• **About this exercise**: Without skipping any entry, transcribe the data word for word.

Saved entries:
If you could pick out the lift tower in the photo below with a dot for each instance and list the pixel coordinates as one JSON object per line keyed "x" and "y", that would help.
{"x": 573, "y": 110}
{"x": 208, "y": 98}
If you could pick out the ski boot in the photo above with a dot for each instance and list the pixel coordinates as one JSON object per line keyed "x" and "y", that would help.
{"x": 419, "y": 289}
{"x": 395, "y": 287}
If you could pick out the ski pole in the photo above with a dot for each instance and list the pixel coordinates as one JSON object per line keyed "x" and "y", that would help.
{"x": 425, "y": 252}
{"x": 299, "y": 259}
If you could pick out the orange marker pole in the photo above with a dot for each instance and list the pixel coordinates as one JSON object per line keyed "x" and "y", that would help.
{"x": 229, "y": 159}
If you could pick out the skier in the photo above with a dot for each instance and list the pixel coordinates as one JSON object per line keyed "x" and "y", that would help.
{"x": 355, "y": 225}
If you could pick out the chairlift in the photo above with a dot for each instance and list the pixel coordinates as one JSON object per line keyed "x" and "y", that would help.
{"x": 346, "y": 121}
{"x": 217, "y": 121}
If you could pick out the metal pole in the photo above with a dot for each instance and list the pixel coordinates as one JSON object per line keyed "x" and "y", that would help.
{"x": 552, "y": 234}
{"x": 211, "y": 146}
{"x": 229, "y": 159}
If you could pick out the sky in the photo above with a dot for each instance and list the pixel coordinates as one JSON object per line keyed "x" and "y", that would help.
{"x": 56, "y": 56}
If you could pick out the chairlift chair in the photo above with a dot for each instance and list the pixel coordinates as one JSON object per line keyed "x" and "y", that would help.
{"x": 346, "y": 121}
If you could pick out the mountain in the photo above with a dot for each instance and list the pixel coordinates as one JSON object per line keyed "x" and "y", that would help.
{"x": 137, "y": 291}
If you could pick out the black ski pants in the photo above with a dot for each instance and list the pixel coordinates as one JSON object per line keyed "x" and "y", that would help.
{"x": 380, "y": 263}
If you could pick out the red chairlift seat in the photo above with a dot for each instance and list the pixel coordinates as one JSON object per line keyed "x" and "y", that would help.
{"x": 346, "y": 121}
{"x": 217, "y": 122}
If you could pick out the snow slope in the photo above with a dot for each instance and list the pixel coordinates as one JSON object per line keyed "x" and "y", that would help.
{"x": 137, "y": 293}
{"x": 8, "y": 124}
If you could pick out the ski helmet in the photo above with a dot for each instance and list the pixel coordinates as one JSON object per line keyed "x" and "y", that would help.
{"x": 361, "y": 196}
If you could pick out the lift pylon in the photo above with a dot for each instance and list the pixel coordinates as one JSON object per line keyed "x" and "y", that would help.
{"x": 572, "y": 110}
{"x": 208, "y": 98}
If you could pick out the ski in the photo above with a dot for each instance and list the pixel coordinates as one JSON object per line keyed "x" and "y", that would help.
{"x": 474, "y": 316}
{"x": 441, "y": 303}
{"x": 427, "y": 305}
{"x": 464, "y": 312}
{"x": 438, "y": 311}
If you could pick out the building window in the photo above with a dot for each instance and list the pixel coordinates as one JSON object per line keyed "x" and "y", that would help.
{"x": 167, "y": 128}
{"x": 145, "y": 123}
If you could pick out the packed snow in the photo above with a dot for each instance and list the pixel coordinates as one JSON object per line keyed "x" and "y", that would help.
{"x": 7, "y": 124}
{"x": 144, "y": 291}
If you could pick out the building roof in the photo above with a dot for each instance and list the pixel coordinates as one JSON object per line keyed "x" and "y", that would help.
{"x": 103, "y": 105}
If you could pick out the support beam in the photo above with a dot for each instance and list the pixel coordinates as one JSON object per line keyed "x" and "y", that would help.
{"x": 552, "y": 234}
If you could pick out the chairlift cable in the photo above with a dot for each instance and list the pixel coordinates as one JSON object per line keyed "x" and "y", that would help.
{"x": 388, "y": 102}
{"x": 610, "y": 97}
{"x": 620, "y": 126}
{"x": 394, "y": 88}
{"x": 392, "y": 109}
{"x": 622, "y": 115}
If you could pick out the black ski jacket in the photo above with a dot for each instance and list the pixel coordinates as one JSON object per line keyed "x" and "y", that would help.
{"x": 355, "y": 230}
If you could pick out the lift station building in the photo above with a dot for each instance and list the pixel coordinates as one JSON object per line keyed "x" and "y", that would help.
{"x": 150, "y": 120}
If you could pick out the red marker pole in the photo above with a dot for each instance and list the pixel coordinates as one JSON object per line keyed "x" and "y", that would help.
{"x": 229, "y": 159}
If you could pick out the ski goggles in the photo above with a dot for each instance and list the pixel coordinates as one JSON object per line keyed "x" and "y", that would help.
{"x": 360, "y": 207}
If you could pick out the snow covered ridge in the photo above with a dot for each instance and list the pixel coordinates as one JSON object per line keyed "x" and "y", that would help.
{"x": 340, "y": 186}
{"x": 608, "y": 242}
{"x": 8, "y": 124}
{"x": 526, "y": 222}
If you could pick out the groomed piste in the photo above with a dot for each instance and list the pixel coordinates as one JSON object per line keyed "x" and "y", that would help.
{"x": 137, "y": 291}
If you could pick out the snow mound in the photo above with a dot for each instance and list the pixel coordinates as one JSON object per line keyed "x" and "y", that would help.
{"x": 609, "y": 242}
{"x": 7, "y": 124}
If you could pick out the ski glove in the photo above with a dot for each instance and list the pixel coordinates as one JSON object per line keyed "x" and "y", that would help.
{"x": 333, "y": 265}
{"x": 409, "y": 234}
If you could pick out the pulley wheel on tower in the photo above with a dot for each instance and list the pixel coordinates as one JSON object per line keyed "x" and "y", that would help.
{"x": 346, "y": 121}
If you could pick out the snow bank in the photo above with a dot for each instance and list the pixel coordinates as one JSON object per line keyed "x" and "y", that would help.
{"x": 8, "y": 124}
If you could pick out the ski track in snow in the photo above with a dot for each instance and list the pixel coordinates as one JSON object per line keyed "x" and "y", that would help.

• **Answer box**:
If you could pick out the lift tower in the photo below with a dot for each instance and list the pixel coordinates as one JSON object per line keyed "x" and "y", that would help.
{"x": 573, "y": 110}
{"x": 208, "y": 98}
If you could pick out the ski boot in the photo above with a dot for each instance and list the pixel coordinates as one JSON object per line keyed "x" and "y", that would help.
{"x": 419, "y": 289}
{"x": 395, "y": 287}
If you could pick out the ski pole in the photo above with a dot for each instance and list the pixel coordinates as one JSON object per line keyed "x" and "y", that would help.
{"x": 425, "y": 252}
{"x": 299, "y": 259}
If you could pick out the orange marker pole in the photo above with a dot for each instance and list the pixel coordinates as one JSON object per line keyed "x" and "y", that would help.
{"x": 229, "y": 159}
If you could pick out the skier in the photo above with a dot for each instance and list the pixel coordinates as one JSON object per line keyed "x" and "y", that would help.
{"x": 355, "y": 225}
If you could pick out the chairlift in the photo above with a dot for each instance and list the pixel coordinates as one JSON object per line keyed "x" and "y", that would help.
{"x": 346, "y": 121}
{"x": 217, "y": 121}
If you could pick out the metal pole in the photo above with a dot for each instance and list the pixel coordinates as one JSON object per line keyed "x" and "y", that would help.
{"x": 552, "y": 234}
{"x": 211, "y": 146}
{"x": 229, "y": 159}
If you could pick out the sky in the photo above with a dot for each instance and list the pixel coordinates as one JSON object per line keyed "x" and "y", that would help.
{"x": 56, "y": 56}
If you could pick out the chairlift chair in the photo above with a dot for each instance and list the pixel coordinates as one JSON object per line keyed "x" and "y", that would help.
{"x": 346, "y": 121}
If you could pick out the mountain in the photo above with a dot for each instance and list the pixel coordinates as one JSON object per line keyed "x" and "y", that would help.
{"x": 137, "y": 291}
If you could pick out the black ski pants in the photo above with a dot for each instance and list the pixel coordinates as one JSON object per line keyed "x" and "y", that would help.
{"x": 380, "y": 263}
If you could pick out the red chairlift seat in the photo above with a dot for each instance and list the pixel coordinates as one JSON object per line keyed "x" and "y", that would help.
{"x": 346, "y": 121}
{"x": 217, "y": 122}
If you could pick out the snow slope in the photo above with a dot for each instance and list the pixel coordinates as one JSON object per line keyed "x" and "y", that would help.
{"x": 137, "y": 293}
{"x": 8, "y": 124}
If you could pick out the ski helmet in the photo above with a dot for each instance and list the pixel coordinates as one JSON object per line keyed "x" and "y", that would help.
{"x": 361, "y": 196}
If you could pick out the lift pylon in the photo above with a dot for each instance and list the pixel coordinates as one JSON object per line keyed "x" and "y", that would help.
{"x": 572, "y": 110}
{"x": 208, "y": 98}
If you could pick out the ski in the photo above with a dot for each instance and list the pixel coordinates as one JSON object per line keyed "x" and "y", that would help.
{"x": 474, "y": 316}
{"x": 441, "y": 303}
{"x": 427, "y": 305}
{"x": 464, "y": 312}
{"x": 438, "y": 311}
If you could pick out the building window in the photo above with a dot for each instance and list the pixel coordinates as one JSON object per line keyed "x" and "y", that would help.
{"x": 167, "y": 128}
{"x": 145, "y": 123}
If you could pick out the packed snow in the photo above with a dot for each instance and list the pixel coordinates as one JSON object per line keyed "x" and "y", that would help.
{"x": 7, "y": 124}
{"x": 144, "y": 291}
If you could pick out the building roof in the photo above with a dot for each instance and list the pixel coordinates as one JSON object per line keyed "x" and "y", that would help.
{"x": 103, "y": 105}
If you could pick out the support beam in the photo above with a dot for each instance and list the pixel coordinates as one JSON object per line keyed "x" and "y", that would help.
{"x": 552, "y": 234}
If you could pick out the chairlift cable in the photo above with a dot for each instance and list the pixel coordinates as one JSON object per line keyed "x" and "y", that would help.
{"x": 388, "y": 102}
{"x": 610, "y": 97}
{"x": 620, "y": 126}
{"x": 394, "y": 88}
{"x": 392, "y": 109}
{"x": 622, "y": 115}
If you could pick out the black ski jacket in the photo above with a dot for each instance and list the pixel coordinates as one JSON object per line keyed "x" and "y", that would help.
{"x": 355, "y": 230}
If you could pick out the lift station building in the photo above with a dot for each instance and list the pixel coordinates as one JSON object per line keyed "x" and "y", that would help.
{"x": 150, "y": 120}
If you could pick out the red marker pole in the photo above with a dot for each instance and list the pixel coordinates as one JSON object per line keyed "x" and "y", that would help.
{"x": 229, "y": 159}
If you could pick out the ski goggles in the photo above with a dot for each instance and list the pixel coordinates as one JSON object per line keyed "x" and "y", that would help.
{"x": 360, "y": 207}
If you could pick out the snow covered ridge in the photo above with a dot for each instance and list the pixel coordinates as one JSON object per line keyed "x" and "y", that would help.
{"x": 340, "y": 186}
{"x": 608, "y": 242}
{"x": 8, "y": 124}
{"x": 526, "y": 222}
If you could pick out the groomed piste in the photo above with a dot for each instance and list the pixel coordinates as one JSON object per line keyed "x" and "y", that would help.
{"x": 137, "y": 291}
If you could pick out the snow mound in the photo above with a dot for each instance and list the pixel coordinates as one JSON object per line keyed "x" and "y", that would help.
{"x": 609, "y": 242}
{"x": 7, "y": 124}
If you could pick out the ski glove in the photo above with a dot for each instance and list the pixel coordinates as one JSON object per line keyed "x" and "y", that would help.
{"x": 333, "y": 265}
{"x": 409, "y": 234}
If you could pick out the pulley wheel on tower in the photo above with a dot for each instance and list the pixel coordinates as one JSON object per line keyed "x" and "y", that would help.
{"x": 346, "y": 121}
If you could pick out the snow bank in the photo above with a dot for each instance and list the pixel coordinates as one JSON object per line keyed "x" and "y", that would help.
{"x": 8, "y": 124}
If you could pick out the ski track in snow in the photo above with a dot for each instance and list the pixel coordinates as one JSON object per line keyed "x" and "y", that would help.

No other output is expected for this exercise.